Required work - Exactly reproduce each line of the listing that follows.

[start]

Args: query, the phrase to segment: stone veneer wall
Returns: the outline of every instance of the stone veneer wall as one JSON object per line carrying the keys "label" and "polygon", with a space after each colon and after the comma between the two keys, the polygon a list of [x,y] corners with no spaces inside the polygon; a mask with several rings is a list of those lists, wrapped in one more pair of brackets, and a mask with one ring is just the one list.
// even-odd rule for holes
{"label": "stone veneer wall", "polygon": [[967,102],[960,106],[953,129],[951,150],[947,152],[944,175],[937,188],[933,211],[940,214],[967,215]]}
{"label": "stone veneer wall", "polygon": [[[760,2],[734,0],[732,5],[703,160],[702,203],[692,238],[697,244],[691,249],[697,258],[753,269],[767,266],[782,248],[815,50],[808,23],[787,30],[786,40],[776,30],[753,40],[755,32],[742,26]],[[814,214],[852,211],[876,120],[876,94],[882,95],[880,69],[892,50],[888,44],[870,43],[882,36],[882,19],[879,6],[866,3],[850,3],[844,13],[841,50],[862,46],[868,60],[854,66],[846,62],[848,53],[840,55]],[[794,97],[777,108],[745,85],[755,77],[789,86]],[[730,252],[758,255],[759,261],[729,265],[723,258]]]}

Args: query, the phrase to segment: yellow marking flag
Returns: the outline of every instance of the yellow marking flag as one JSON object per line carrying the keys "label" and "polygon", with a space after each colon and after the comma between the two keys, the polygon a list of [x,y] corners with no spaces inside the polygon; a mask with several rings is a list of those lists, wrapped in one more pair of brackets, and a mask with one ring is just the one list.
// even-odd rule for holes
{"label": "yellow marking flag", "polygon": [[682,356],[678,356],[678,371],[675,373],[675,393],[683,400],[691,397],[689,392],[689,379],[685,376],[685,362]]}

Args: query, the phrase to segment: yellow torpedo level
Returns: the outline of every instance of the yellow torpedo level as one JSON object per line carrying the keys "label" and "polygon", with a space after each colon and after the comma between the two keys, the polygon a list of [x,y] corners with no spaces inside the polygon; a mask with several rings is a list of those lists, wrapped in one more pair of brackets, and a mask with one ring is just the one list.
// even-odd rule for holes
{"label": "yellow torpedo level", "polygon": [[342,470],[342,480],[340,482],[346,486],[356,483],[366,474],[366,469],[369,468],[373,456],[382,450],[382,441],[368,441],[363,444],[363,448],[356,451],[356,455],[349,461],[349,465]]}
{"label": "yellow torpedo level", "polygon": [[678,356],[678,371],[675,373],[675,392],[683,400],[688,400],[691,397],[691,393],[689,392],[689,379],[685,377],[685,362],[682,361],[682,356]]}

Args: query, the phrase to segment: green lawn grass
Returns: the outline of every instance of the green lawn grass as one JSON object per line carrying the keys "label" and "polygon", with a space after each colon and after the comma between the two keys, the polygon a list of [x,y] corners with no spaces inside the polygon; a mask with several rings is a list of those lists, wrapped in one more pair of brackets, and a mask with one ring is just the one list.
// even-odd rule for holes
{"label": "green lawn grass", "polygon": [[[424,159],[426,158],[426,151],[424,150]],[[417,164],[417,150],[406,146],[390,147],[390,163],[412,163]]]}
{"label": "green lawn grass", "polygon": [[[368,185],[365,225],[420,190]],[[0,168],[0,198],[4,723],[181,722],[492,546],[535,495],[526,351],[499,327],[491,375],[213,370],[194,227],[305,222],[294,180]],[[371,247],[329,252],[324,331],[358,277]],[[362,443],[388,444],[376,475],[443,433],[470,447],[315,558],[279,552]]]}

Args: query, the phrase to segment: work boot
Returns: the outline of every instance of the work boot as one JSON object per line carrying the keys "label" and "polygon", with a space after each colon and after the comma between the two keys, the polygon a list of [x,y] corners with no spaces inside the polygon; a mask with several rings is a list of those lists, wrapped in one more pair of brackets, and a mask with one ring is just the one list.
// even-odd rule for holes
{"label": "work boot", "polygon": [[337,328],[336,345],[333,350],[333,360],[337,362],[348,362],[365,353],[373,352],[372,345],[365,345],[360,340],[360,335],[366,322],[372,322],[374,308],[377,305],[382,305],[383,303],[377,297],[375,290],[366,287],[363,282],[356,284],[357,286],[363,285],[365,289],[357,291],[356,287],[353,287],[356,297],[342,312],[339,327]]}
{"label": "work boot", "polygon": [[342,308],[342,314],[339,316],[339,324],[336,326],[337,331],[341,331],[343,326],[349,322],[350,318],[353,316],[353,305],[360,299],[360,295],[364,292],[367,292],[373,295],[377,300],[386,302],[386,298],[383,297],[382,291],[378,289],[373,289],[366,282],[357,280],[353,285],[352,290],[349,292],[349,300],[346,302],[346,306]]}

[end]

Result below -
Args: query, the phrase to segment: stone veneer wall
Returns: the outline of every instance of the stone veneer wall as one JSON object per line carrying the keys "label" and "polygon", with a space after each colon and after the comma between the two keys, the polygon a list of [x,y] corners with no spaces inside the polygon; a mask with several rings is a list of those lists, wrapped in one more pair of brackets, and a mask with one ring is just the one list.
// even-odd rule for holes
{"label": "stone veneer wall", "polygon": [[967,102],[960,106],[953,129],[951,150],[947,152],[944,175],[937,188],[933,211],[940,214],[967,215]]}
{"label": "stone veneer wall", "polygon": [[[760,2],[734,0],[732,5],[703,160],[702,203],[692,238],[697,244],[691,249],[697,258],[753,269],[767,266],[782,248],[815,50],[808,23],[787,30],[786,40],[776,30],[753,40],[755,32],[742,26]],[[814,214],[852,211],[876,120],[876,94],[882,95],[880,69],[892,50],[888,44],[870,43],[882,36],[882,19],[879,6],[866,3],[850,3],[844,13],[841,50],[862,46],[868,60],[854,66],[846,62],[848,53],[840,55]],[[794,97],[777,108],[745,85],[755,77],[789,86]],[[730,252],[758,255],[759,261],[729,265],[723,258]]]}

Args: query, the phrase to segment: yellow marking flag
Returns: the outline of every instance of the yellow marking flag as one JSON object per line carrying the keys "label" and "polygon", with a space after each colon and after the comma between the two keys, the polygon a list of [x,y] corners with no spaces inside the polygon; a mask with several rings is a list of those lists, wrapped in one more pair of brackets, and a mask with one ring is just the one list.
// even-odd rule for holes
{"label": "yellow marking flag", "polygon": [[682,356],[678,356],[678,371],[675,373],[675,393],[683,400],[691,397],[689,392],[689,379],[685,376],[685,362]]}

Args: query, the phrase to segment: yellow torpedo level
Returns: the outline of every instance of the yellow torpedo level as one JSON object per line carrying the keys "label" and "polygon", with a space after each colon and after the comma between the two keys, the polygon a list of [x,y] corners with no spaces inside the polygon; a mask with several rings is a list of those lists, wrapped in one more pair of brackets, and a mask with one ring is just the one list.
// even-odd rule for holes
{"label": "yellow torpedo level", "polygon": [[342,470],[342,480],[340,482],[346,486],[356,483],[366,474],[366,469],[369,468],[373,456],[382,450],[382,441],[368,441],[363,444],[363,448],[356,451],[356,455],[349,461],[349,465]]}
{"label": "yellow torpedo level", "polygon": [[678,356],[678,371],[675,373],[675,392],[683,400],[688,400],[691,397],[691,393],[689,392],[689,379],[685,377],[685,362],[682,361],[682,356]]}

Args: query, the phrase to segment: green lawn grass
Returns: the outline of every instance of the green lawn grass as one JSON object per line carrying the keys "label" and "polygon", with a space after each colon and after the comma between the two keys, the polygon a list of [x,y] corners with no spaces inside the polygon; a mask with several rings is a list of those lists, wrapped in one more pair of brackets, and a mask with one ring is just the one list.
// even-odd rule for holes
{"label": "green lawn grass", "polygon": [[[424,159],[426,158],[426,151],[424,150]],[[417,164],[417,150],[406,146],[390,147],[390,163],[412,163]]]}
{"label": "green lawn grass", "polygon": [[[368,185],[365,225],[420,190]],[[0,168],[0,198],[4,723],[181,722],[492,546],[535,495],[526,351],[499,327],[491,375],[213,370],[194,227],[305,222],[294,180]],[[371,247],[329,252],[324,331],[358,277]],[[362,443],[388,444],[376,475],[443,433],[470,447],[315,558],[279,552]]]}

Args: query, the phrase to segment: work boot
Returns: the outline of every instance of the work boot as one JSON object per line carrying the keys "label" and "polygon", with a space after each colon and after the comma between the two keys, the polygon a list of [x,y] corners with no spaces inside the polygon; a mask with several rings is a list of those lists, wrapped in one more pair of brackets, and a mask with one ring is just the one list.
// even-odd rule for holes
{"label": "work boot", "polygon": [[337,328],[336,345],[333,350],[333,360],[337,362],[348,362],[365,353],[373,352],[372,345],[365,345],[360,340],[360,335],[366,322],[372,322],[374,308],[377,305],[382,305],[383,303],[377,297],[375,290],[366,287],[363,282],[356,284],[357,286],[363,285],[365,289],[357,291],[356,287],[353,287],[356,297],[342,312],[339,327]]}
{"label": "work boot", "polygon": [[342,308],[342,314],[339,316],[339,324],[336,326],[337,331],[341,331],[343,326],[349,322],[350,318],[353,316],[353,305],[360,299],[360,295],[364,292],[367,292],[373,295],[377,300],[386,302],[386,298],[383,297],[382,291],[378,289],[373,289],[366,282],[357,280],[353,285],[352,290],[349,292],[349,300],[346,302],[346,306]]}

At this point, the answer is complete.